*To do:* How many lines in the entries below contain the string "target"? Case counts. Reply with the number alone.
:: Records for this task
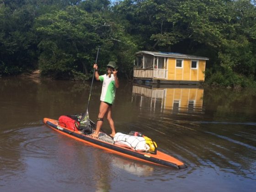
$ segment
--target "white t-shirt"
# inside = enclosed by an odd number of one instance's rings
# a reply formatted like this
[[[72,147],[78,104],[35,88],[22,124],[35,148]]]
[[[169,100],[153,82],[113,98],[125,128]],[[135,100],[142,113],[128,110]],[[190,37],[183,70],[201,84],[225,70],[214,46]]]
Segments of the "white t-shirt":
[[[115,100],[116,85],[114,75],[111,74],[109,77],[106,74],[99,76],[100,80],[103,81],[101,101],[112,104]]]

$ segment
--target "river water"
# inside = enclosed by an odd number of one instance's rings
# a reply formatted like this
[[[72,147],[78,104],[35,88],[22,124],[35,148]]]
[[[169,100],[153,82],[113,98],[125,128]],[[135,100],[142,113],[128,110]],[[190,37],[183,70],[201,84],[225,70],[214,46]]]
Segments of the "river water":
[[[96,121],[101,85],[89,108]],[[122,82],[112,116],[187,165],[127,159],[68,138],[44,117],[85,112],[91,83],[0,78],[0,191],[256,190],[256,96],[251,90],[148,87]],[[107,121],[104,130],[110,132]]]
::::
*Exercise answer:* 2